Work instructions:
In the entries below, find each line with the word "instance" and return it.

─── Source data

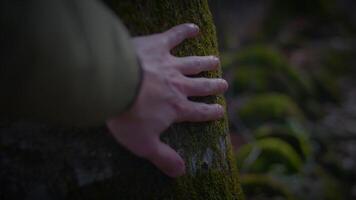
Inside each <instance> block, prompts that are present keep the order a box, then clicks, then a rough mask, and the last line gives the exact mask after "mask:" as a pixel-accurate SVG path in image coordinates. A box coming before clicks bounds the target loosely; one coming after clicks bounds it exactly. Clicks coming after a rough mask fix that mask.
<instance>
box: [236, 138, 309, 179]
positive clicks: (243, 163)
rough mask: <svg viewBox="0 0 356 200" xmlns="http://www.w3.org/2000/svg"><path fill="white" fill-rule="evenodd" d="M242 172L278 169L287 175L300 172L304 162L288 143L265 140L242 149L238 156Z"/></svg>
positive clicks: (256, 142)
mask: <svg viewBox="0 0 356 200" xmlns="http://www.w3.org/2000/svg"><path fill="white" fill-rule="evenodd" d="M237 164H238V166H239V168H240V169H241V170H246V171H248V172H254V173H264V172H268V171H271V170H276V169H277V168H278V169H279V170H280V169H282V170H283V172H285V173H296V172H299V171H300V169H301V167H302V160H301V158H300V157H299V155H298V153H297V152H296V151H295V150H294V149H293V147H292V146H290V145H289V144H288V143H286V142H284V141H283V140H280V139H277V138H264V139H260V140H257V141H256V142H253V143H250V144H246V145H244V146H242V147H241V149H240V150H239V152H238V154H237Z"/></svg>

──────

Solution:
Inside each <instance> block, prompts that are present keep the order a box, then clicks, then a rough mask, and the last line gives the exact mask after "mask:" as a pixel-accurate SVG path in image coordinates. A box coming before clicks bounds the target loosely; one coming after clicks bounds it exactly. Clicks coming after a rough mask fix that mask.
<instance>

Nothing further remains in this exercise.